### [Texto do documento]
########################################

O Sublime foi o
tema da sétima de dez sessões do ciclo de conferências dedicado aos Sentimentos, ou à maneira como cada um
de nós tem acesso à vida, aos outros e a nós próprios, através da batuta de
António de Castro Caeiro, nas sempre diferentes salas do CCB. Um roteiro sobre
a subjectividade, o lado que nos vem do futuro como promessa, sem pretensão à
verdade mas que, na verdade, é o que de mais objectivo temos no acesso ao mundo
que nos desafia através do érōs e da
controvérsia. António Damásio foi chamado a dizer que tudo o que nos contraria
deixa lastro e que a consciência distendida do sentimento de si não admite
nenhuma força de bloqueio, nem a morte. Agrada-me esta liberdade, que será o tema seguinte, no mês da revolução.

########################################

### [Registos listados]

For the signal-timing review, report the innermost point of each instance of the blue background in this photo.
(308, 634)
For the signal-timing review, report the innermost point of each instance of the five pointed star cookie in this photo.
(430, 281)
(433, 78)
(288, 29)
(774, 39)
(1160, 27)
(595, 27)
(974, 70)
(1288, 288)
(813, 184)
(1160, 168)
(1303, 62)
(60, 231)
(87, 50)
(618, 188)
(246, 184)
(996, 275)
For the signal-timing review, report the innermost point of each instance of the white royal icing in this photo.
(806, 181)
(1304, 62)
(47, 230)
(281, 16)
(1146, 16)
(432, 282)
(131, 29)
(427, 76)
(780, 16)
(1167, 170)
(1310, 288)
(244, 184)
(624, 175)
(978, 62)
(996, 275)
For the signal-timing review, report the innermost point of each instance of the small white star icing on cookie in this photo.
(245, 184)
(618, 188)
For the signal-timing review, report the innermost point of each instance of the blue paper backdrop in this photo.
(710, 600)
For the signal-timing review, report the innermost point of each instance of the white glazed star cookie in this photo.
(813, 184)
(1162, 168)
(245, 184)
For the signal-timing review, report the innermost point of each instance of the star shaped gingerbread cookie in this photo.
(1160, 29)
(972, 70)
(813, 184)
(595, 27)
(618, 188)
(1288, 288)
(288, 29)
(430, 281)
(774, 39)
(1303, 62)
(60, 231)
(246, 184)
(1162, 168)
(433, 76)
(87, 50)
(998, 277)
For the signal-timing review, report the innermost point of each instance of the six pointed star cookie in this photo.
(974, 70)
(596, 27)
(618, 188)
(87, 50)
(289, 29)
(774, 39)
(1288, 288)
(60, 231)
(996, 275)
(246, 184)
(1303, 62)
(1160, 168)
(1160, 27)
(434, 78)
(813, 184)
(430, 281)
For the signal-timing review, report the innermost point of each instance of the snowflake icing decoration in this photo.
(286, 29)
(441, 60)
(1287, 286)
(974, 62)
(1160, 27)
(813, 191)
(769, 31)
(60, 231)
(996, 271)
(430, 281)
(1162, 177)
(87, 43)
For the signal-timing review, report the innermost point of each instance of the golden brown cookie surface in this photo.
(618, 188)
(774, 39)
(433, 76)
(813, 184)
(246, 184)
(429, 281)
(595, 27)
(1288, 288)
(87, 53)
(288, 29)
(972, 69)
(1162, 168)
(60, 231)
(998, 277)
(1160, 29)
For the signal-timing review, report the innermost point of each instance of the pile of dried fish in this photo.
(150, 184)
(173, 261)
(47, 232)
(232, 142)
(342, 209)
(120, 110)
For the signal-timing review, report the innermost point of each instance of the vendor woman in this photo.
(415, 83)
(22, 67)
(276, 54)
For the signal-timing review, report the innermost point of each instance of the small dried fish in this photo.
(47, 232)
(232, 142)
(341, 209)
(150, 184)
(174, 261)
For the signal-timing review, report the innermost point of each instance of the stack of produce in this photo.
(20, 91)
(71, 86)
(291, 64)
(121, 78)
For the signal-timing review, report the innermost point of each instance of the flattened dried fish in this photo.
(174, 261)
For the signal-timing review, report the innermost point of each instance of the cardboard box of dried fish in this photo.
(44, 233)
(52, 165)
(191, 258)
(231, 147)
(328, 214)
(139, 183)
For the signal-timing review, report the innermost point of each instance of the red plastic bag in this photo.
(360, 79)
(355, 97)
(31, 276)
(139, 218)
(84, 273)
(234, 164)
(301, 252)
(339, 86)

########################################

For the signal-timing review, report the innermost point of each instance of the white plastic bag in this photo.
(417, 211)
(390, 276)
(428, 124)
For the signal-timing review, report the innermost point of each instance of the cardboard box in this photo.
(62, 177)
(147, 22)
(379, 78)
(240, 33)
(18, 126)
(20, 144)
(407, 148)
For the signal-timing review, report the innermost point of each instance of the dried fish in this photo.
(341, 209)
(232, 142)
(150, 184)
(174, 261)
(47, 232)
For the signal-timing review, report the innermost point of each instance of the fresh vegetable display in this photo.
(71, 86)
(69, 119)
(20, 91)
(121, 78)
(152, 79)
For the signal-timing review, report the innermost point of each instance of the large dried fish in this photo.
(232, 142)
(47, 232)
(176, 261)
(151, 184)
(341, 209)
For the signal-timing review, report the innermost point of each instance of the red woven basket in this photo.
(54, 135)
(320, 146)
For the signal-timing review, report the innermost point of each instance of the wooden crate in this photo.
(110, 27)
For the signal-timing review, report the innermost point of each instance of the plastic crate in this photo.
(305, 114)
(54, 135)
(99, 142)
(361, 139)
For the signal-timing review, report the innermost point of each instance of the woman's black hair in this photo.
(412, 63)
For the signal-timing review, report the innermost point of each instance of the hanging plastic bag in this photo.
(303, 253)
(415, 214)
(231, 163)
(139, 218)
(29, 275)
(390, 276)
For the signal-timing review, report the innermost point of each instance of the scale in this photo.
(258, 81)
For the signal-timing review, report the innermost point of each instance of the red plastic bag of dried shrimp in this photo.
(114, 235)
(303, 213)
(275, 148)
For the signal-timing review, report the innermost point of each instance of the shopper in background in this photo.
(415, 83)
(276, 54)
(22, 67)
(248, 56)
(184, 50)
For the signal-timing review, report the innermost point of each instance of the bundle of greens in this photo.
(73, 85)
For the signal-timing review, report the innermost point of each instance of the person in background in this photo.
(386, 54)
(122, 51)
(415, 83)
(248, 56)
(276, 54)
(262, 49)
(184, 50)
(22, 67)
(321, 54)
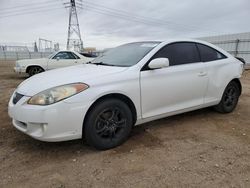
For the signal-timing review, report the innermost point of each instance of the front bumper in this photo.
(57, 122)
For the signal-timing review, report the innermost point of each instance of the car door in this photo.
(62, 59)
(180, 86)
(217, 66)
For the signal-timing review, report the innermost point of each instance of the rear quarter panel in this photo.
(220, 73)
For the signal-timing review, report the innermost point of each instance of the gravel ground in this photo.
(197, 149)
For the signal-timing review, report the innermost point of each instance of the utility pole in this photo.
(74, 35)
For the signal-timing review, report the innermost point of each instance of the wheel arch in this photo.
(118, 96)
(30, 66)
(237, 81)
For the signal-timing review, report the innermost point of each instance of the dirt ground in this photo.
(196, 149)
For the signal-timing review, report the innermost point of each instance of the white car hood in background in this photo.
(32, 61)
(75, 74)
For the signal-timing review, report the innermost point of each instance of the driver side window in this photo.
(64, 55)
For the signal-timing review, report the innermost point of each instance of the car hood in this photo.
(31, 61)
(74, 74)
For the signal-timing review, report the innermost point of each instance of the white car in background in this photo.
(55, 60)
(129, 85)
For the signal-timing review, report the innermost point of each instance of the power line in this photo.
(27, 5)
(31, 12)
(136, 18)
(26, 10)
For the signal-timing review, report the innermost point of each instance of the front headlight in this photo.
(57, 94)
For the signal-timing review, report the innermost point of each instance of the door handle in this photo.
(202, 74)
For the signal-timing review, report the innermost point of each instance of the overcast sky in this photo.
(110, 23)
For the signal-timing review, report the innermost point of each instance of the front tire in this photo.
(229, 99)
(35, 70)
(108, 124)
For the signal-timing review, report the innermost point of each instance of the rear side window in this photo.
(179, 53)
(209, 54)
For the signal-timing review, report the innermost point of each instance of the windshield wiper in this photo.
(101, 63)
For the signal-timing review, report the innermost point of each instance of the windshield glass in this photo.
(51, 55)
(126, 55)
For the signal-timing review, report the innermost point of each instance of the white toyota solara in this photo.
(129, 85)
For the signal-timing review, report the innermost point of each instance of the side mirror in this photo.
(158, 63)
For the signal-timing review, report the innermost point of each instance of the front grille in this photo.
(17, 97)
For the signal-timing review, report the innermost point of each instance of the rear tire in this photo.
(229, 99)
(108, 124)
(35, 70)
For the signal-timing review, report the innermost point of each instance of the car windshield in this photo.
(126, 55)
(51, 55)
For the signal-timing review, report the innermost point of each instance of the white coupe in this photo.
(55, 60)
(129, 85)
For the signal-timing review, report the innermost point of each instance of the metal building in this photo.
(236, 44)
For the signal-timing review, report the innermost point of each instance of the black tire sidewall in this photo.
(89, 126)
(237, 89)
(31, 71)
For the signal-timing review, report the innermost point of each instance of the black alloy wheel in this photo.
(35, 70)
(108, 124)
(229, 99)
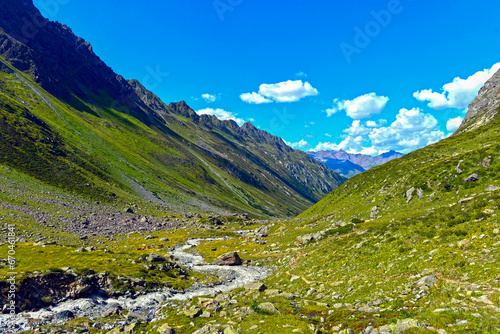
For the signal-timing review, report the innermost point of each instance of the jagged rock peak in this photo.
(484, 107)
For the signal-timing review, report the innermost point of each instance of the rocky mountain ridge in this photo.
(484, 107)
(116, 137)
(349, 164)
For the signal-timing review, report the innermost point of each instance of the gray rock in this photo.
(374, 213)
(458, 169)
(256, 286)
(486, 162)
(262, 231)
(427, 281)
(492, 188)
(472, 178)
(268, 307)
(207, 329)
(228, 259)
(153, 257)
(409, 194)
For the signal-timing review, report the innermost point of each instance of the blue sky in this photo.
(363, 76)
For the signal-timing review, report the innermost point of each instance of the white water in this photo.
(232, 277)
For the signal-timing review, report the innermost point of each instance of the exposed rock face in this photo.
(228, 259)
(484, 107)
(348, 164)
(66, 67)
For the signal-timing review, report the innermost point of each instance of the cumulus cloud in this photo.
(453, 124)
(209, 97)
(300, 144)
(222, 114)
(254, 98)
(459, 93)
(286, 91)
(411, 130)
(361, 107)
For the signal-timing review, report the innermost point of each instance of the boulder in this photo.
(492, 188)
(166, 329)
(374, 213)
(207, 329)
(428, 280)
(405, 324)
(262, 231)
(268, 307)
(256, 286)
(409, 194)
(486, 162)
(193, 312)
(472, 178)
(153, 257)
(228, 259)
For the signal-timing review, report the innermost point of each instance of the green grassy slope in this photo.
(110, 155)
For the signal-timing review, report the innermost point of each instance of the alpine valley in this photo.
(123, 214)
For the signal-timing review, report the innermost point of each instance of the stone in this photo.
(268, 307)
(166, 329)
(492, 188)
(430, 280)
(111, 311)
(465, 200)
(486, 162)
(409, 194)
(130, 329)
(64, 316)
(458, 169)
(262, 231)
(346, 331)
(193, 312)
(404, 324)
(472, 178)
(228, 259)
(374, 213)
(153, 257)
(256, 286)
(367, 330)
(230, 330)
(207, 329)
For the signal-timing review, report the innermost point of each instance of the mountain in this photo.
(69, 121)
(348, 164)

########################################

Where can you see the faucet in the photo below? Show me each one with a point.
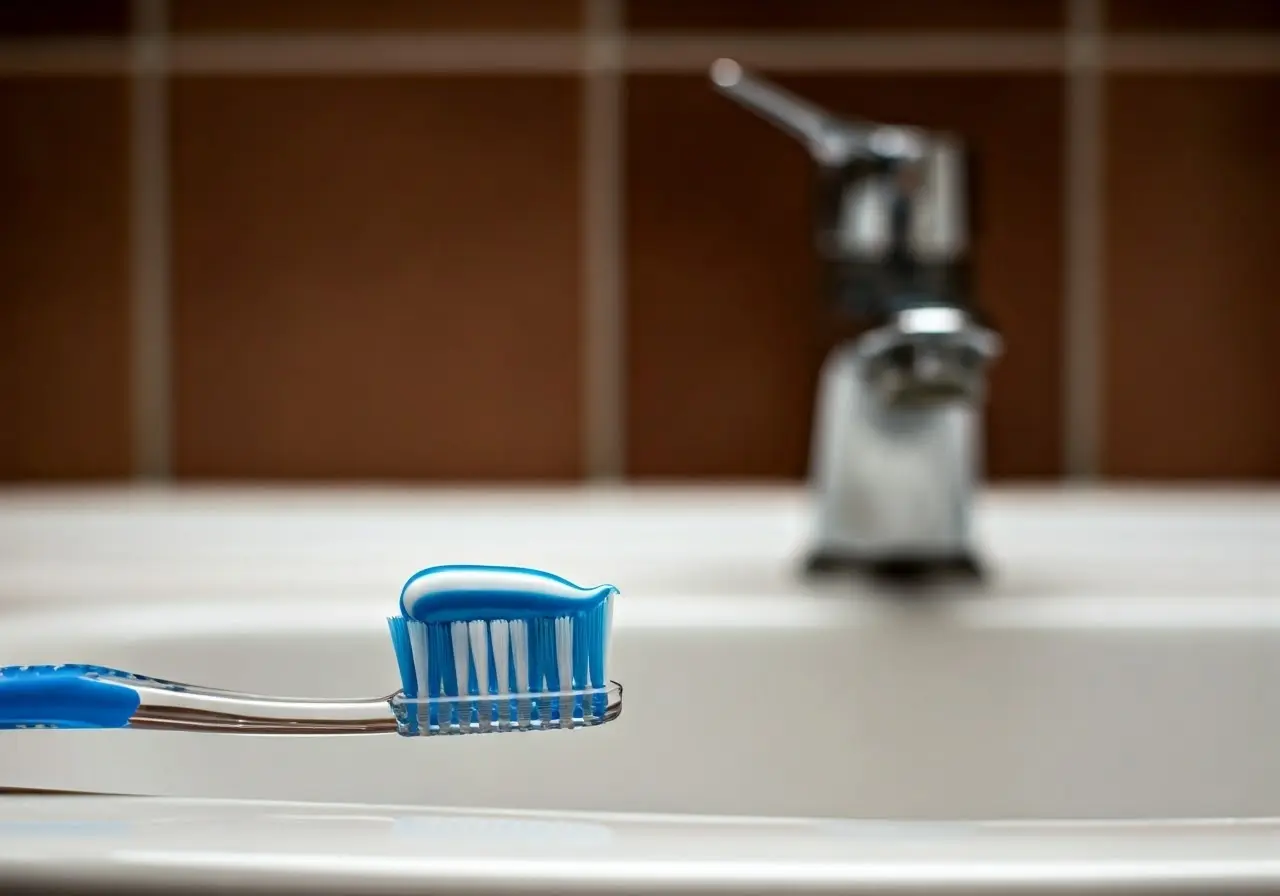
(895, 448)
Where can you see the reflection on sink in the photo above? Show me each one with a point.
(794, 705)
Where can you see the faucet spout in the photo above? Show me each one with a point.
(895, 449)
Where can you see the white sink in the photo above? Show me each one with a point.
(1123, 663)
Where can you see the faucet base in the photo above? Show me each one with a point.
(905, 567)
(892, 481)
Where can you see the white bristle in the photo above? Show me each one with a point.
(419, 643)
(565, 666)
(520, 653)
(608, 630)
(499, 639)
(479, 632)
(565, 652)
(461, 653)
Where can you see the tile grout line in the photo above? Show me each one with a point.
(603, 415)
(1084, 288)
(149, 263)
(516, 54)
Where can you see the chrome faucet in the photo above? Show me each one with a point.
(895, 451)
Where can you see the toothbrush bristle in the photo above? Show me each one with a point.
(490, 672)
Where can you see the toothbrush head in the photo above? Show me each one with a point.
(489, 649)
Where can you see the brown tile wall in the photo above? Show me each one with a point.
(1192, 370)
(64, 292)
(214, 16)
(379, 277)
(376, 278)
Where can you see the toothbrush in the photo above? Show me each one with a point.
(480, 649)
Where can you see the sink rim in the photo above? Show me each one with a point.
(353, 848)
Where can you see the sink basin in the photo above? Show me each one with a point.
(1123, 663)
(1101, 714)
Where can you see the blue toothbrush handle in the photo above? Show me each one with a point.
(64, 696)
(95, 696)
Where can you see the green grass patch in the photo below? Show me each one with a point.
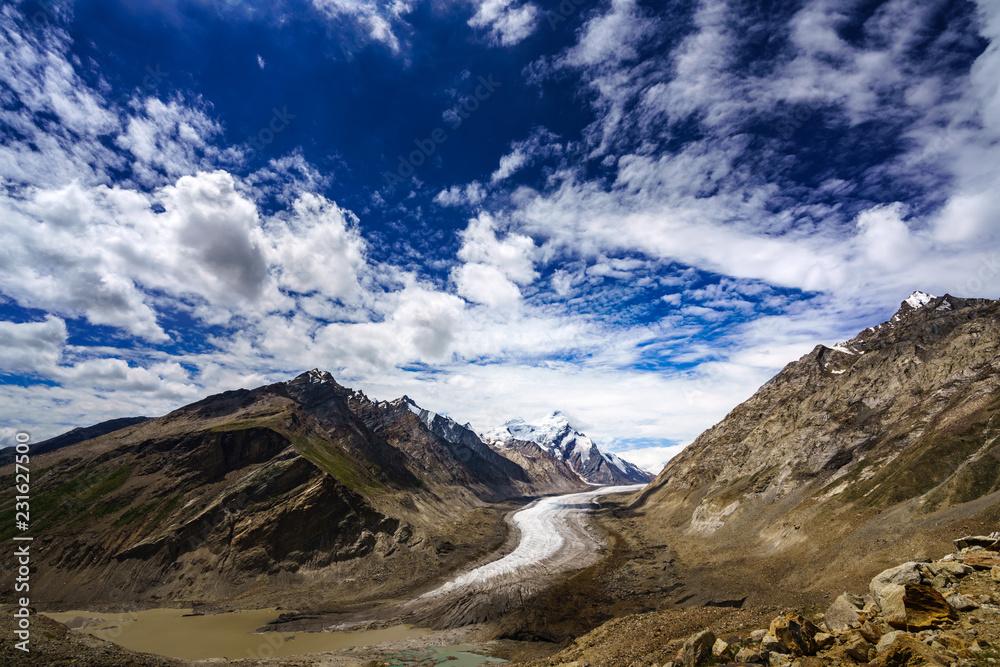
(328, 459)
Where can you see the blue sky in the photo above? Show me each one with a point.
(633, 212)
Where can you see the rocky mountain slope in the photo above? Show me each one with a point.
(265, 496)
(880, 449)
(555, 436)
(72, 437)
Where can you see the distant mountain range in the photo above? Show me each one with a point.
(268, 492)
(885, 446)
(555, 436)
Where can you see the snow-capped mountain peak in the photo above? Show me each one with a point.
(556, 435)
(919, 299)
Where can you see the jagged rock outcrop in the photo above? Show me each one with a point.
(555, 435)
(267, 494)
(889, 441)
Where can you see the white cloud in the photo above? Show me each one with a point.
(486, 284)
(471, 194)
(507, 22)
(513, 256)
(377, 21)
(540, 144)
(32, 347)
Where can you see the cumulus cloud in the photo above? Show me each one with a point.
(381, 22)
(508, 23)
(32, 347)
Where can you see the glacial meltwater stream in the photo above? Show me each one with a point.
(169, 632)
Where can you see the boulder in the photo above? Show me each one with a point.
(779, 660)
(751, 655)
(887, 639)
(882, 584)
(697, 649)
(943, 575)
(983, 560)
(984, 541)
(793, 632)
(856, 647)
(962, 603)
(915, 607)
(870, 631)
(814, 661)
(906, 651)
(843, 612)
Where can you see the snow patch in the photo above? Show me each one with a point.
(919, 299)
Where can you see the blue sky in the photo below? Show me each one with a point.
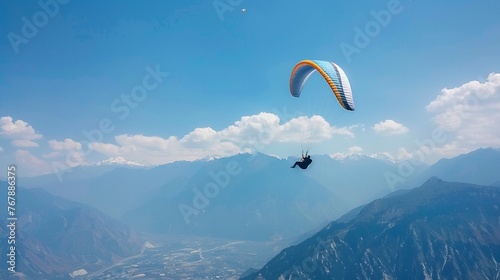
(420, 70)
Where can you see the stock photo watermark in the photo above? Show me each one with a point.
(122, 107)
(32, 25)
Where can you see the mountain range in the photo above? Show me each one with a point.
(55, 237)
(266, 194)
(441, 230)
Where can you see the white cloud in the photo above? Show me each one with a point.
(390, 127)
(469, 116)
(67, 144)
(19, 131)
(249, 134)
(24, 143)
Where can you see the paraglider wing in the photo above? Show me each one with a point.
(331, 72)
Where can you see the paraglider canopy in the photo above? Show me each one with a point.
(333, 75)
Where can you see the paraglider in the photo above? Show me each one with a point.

########################################

### [Tarefa pedida A]
Indique tudo aquilo a que, segundo o texto sobre o ciclo de conferências, cada um de nós tem acesso através dos sentimentos.
### [Tarefa pedida B]
Transcreva do texto sobre o ciclo de conferências o trecho que abre com as palavras que contêm "O Sublime foi" e fecha com "mês da revolução.".
### [Tarefa pedida C]
Responda com base no texto sobre o ciclo de conferências:
(i) Qual foi o tema da sétima sessão?
(ii) Onde decorrem as sessões?
(iii) Que tema se segue?
Baseie-se apenas no texto, sem recorrer à listagem.

### [Resultado do exercício A]
A vida, os outros e nós próprios.

### [Resultado do exercício B]
O Sublime foi o
tema da sétima de dez sessões do ciclo de conferências dedicado aos Sentimentos, ou à maneira como cada um
de nós tem acesso à vida, aos outros e a nós próprios, através da batuta de
António de Castro Caeiro, nas sempre diferentes salas do CCB. Um roteiro sobre
a subjectividade, o lado que nos vem do futuro como promessa, sem pretensão à
verdade mas que, na verdade, é o que de mais objectivo temos no acesso ao mundo
que nos desafia através do érōs e da
controvérsia. António Damásio foi chamado a dizer que tudo o que nos contraria
deixa lastro e que a consciência distendida do sentimento de si não admite
nenhuma força de bloqueio, nem a morte. Agrada-me esta liberdade, que será o tema seguinte, no mês da revolução.

### [Resultado do exercício C]
(i) O Sublime.
(ii) Nas sempre diferentes salas do CCB.
(iii) A liberdade.